Extract each record and reproduce it exactly.

** Opening Excerpted data block **

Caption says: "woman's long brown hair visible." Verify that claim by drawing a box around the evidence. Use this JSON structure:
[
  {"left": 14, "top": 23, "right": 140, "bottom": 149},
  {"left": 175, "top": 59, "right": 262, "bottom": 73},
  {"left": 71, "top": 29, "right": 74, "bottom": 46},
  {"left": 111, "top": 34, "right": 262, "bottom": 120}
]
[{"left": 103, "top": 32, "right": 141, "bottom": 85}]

** Closing Excerpted data block **

=== Exercise answer ===
Caption says: "woman's long brown hair visible." Verify that claim by drawing a box around the evidence. Use this JSON structure:
[
  {"left": 14, "top": 23, "right": 140, "bottom": 149},
  {"left": 175, "top": 59, "right": 262, "bottom": 73},
  {"left": 71, "top": 29, "right": 74, "bottom": 46},
  {"left": 111, "top": 34, "right": 262, "bottom": 120}
]
[{"left": 103, "top": 32, "right": 141, "bottom": 85}]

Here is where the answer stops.